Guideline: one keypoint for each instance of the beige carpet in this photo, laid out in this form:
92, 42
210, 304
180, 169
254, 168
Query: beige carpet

§ §

## WHAT THE TASK REQUIRES:
Please copy out the items above word for word, keeping every line as it is.

## SOLVED PROBLEM:
Guideline: one keypoint for each instance of the beige carpet in this photo, laid out in this form:
92, 42
210, 304
180, 169
254, 168
Query: beige carpet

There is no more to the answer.